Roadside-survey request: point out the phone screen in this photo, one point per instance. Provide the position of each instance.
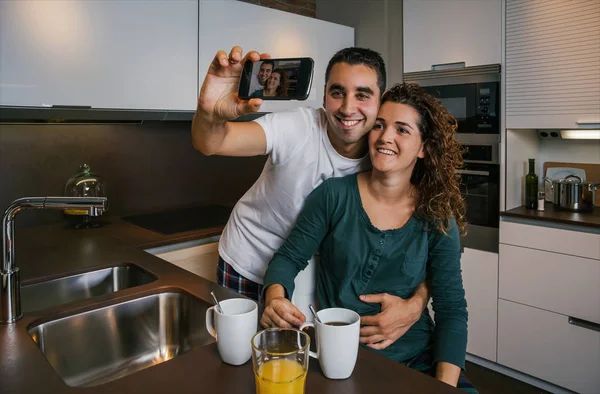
(277, 79)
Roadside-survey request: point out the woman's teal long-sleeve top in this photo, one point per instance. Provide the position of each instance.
(357, 258)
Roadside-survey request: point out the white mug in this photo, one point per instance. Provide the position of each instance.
(233, 329)
(337, 346)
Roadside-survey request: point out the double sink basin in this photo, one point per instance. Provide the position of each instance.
(104, 344)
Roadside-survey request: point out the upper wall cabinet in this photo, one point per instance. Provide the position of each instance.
(451, 31)
(225, 24)
(552, 64)
(129, 54)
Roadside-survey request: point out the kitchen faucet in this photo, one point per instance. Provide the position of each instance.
(10, 283)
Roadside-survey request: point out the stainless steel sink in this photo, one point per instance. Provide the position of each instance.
(102, 345)
(71, 288)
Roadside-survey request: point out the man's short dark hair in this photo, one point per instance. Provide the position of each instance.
(356, 56)
(267, 62)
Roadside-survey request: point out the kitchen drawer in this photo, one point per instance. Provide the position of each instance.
(575, 243)
(556, 282)
(188, 253)
(545, 345)
(200, 260)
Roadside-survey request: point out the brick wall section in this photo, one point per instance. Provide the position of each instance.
(300, 7)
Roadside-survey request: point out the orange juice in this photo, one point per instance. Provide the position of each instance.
(280, 376)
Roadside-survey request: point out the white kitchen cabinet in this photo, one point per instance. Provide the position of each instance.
(557, 282)
(549, 304)
(480, 280)
(545, 345)
(201, 260)
(569, 242)
(127, 54)
(225, 24)
(451, 31)
(552, 64)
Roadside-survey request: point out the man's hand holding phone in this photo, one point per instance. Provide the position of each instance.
(218, 101)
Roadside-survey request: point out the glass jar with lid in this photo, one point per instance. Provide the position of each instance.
(84, 184)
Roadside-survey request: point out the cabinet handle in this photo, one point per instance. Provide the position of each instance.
(447, 66)
(584, 324)
(473, 172)
(589, 124)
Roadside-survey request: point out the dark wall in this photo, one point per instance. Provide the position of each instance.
(146, 167)
(300, 7)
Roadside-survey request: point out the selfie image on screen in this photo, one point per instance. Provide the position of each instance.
(274, 78)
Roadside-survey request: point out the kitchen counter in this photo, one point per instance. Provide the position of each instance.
(49, 251)
(552, 215)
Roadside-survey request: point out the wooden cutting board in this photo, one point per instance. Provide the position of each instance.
(592, 173)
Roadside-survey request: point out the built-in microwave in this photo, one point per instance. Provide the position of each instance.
(470, 94)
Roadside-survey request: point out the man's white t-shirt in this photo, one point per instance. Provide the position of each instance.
(301, 157)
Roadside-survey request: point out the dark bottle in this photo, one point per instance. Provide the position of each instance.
(531, 183)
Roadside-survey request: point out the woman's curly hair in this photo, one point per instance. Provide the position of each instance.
(435, 175)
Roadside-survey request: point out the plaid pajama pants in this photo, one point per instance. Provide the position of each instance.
(230, 278)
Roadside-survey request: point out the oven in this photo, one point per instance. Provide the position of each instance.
(480, 187)
(472, 96)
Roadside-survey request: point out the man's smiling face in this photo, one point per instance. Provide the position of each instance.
(264, 73)
(352, 100)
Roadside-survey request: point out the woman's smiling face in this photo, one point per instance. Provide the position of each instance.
(274, 81)
(395, 141)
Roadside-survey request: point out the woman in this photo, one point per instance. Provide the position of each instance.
(276, 85)
(383, 232)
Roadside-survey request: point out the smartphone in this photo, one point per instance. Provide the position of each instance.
(277, 79)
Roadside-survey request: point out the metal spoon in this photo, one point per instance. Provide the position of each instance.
(312, 309)
(217, 302)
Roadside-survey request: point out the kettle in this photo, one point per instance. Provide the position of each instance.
(84, 184)
(573, 193)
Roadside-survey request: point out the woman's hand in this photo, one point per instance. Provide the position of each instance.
(279, 311)
(218, 101)
(396, 317)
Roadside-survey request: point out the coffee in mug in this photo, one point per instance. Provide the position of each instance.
(337, 341)
(336, 323)
(233, 329)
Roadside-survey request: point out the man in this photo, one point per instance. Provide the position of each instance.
(260, 81)
(305, 146)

=====

### Instruction
Pictures are not part of the copy; reproduce everything else in the records exactly.

### Correct response
Roadside-survey request: point out the phone screen in this photo, one point per instance. Provide the position of each instance.
(277, 79)
Roadside-survey request: point out the woman's teal long-sleeve top in this photo, one point per instance. Provide the position of each instance.
(357, 258)
Roadside-survey request: point out the white mug in this photo, one point per instance. Provide the position of each instance.
(233, 329)
(337, 346)
Roadside-survey request: point out the double sink basin in this photo, one point per instance. Provide the position of each instance.
(104, 344)
Roadside-survey request: point out the upper wall cabinet in this photo, one point per instance. Provide the position of each instance.
(451, 31)
(225, 24)
(552, 64)
(129, 54)
Roadside-survey request: point out the kitchen faucet in this photo, one point per instance. Provide the position of each instance.
(10, 283)
Roadside-survey request: point out the stainless steel sink in this photo, one point per instance. Provide the position of each instance.
(102, 345)
(71, 288)
Roadside-survey request: point out the man's short dark hair in this photo, one point per instance. Provide the position of each instance.
(356, 56)
(267, 62)
Roadside-survey request: point out the kitchen drawer in this photo, one point per instance. Provide the position of each instance.
(575, 243)
(556, 282)
(188, 253)
(545, 345)
(200, 260)
Roadside-survey request: point out the brick wall section in this photo, one point per instance. Provide the position of each instance.
(300, 7)
Roadside-survey request: point out the orange juice in this photo, one point per instance. Provide the position of each instance.
(280, 376)
Roadside-survey request: point out the white kitchen cabinet in this photo, one point per instance. Provide the position of each instance.
(557, 282)
(549, 304)
(480, 280)
(545, 345)
(201, 260)
(569, 242)
(127, 54)
(225, 24)
(451, 31)
(552, 64)
Roadside-survey request: point out the man's hand holding phone in this photo, one point per instance. Provide the position of each instance.
(218, 101)
Roadside-survey request: point out the glass jar with lid in this photo, one point per instance. Provide the position of each instance.
(84, 184)
Roadside-survey request: point out the cabinet handle in this photo, one point per instance. Provide the position of each instance.
(447, 66)
(584, 324)
(473, 172)
(589, 124)
Roadside-survey request: point out the dark wall in this photo, one point per instance. Provide the position of each instance.
(146, 167)
(300, 7)
Roadside-survey request: point out the selfie image on screen in this photo, one point per instance. Provide the position of each instance.
(274, 78)
Roadside-survey request: point out the kitchen counter in this photo, one point per instance. Provide the position of each instance.
(49, 251)
(552, 215)
Roadside-survey request: point out the wooden cutting board in this photo, one point per instance. Provide the position of each instance.
(592, 173)
Roadside-survey request: point out the built-in microwave in this photo, one point per instance. Provide the position of each instance.
(470, 94)
Roadside-survey request: point out the man's white t-shirt in this photo, one point per instance. Provide the position of each instance.
(301, 157)
Roadside-survey request: point out the dark bottle in this photo, one point per instance. Provide the position of each instance.
(531, 183)
Roadside-survey request: point out the woman's curly hair in this photo, one point per instance. Provide the position of each instance.
(435, 175)
Roadside-survey request: point out the plaid pajama pants in this photo, one point per instance. Provide the position of each instance.
(230, 278)
Roadside-survey request: point out the oven in this photo, one point per instance. Provide the position of each instance.
(480, 187)
(472, 96)
Roadside-survey request: point out the man's smiling face in this photo, one point per instance. Provide the position of each instance.
(264, 73)
(352, 100)
Roadside-survey request: point out the woman's smiling face in this photo, one point per instance. Provide the position of each instance.
(274, 81)
(395, 141)
Roadside-survey request: point out the woman in this photo, one point per instance. Provide the position of each instance.
(276, 85)
(383, 232)
Roadside-survey request: point out the smartphone in this photo, one point per instance. Provide the position of each instance.
(277, 79)
Roadside-survey request: point out the metal spoon in this photo, one point per instance. Provide the position of each instance.
(312, 309)
(217, 302)
Roadside-survey request: point out the kettle in this photo, one point per instance. Provide the position of each instance.
(84, 184)
(573, 193)
Roadside-survey request: point out the woman's hand in this photo, one point per instance. Provide the position of each instance.
(279, 311)
(218, 101)
(396, 317)
Roadside-survey request: point out the coffee in mug in this photo, one point per instance. Provide the position of each instance.
(337, 341)
(336, 323)
(233, 329)
Roadside-survey request: point out the man in this photo, one point per instance. Provide the position of each instance.
(260, 81)
(305, 146)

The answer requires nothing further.